--- Source ---

Good web design is more than just how a website looks. It takes into consideration other principles such as marketing, functionality, structure, psychology, content and a “call to action.” These are questions that need to be asked before starting the process of creating a website. What is the purpose of the site? How will the site function? What information do you want to provide your visitors? What do you want your visitors to do when they come to the site?

Marketing

Gone are the days of “if you build it, they will come.” Your website is just one part of your marketing efforts. More than likely there are several resources you use when promoting your business. Some of these resources may include traditional advertising such as television or print media. You may also use social media sites like Facebook or Twitter to attract and/or retain customers. Your site is likely the place you want to direct these efforts to.

Functionality and Structure

Once they get to your site, there should be no obstacles to the information your customers want. Layout, structure, and functionality should facilitate ease of use and support objectives. If you want your customers to purchase product on your site, the shopping experience should be intuitive and easy to navigate. If your site is more informational, content should not be buried in complex navigation they have to drill down to find.

Psychology

Think like your visitors. Take in to consideration who they are and where they are coming from. What kind of computer might they be using? If they are viewing your site on a mobile device, such as a smartphone, chances are they will not wait if the site takes too long to load. If they are on a notebook, will they want to scroll all the way down the page to find information? Who are your visitors and what environment are they in? Someone in an office may not interact with the site the same way they would if they were at home.

--- Given information ---

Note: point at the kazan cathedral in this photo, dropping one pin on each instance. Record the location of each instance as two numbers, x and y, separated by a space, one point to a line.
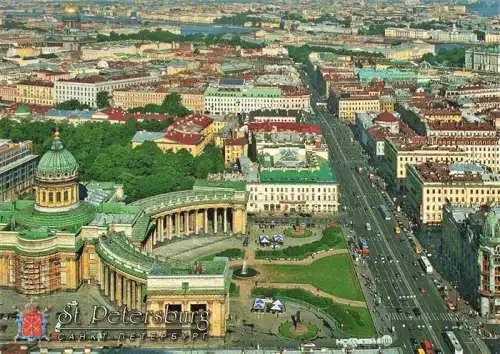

---

- [Directives]:
[1] In the passage on web design, how should the shopping experience be if you want customers to buy products on your site?
[2] Reproduce the passage on web design word for word, from "Once they get" up to and including "down to find.".
You can set the material aside.

- [Final results]:
[1] It should be intuitive and easy to navigate.

[2]
Once they get to your site, there should be no obstacles to the information your customers want. Layout, structure, and functionality should facilitate ease of use and support objectives. If you want your customers to purchase product on your site, the shopping experience should be intuitive and easy to navigate. If your site is more informational, content should not be buried in complex navigation they have to drill down to find.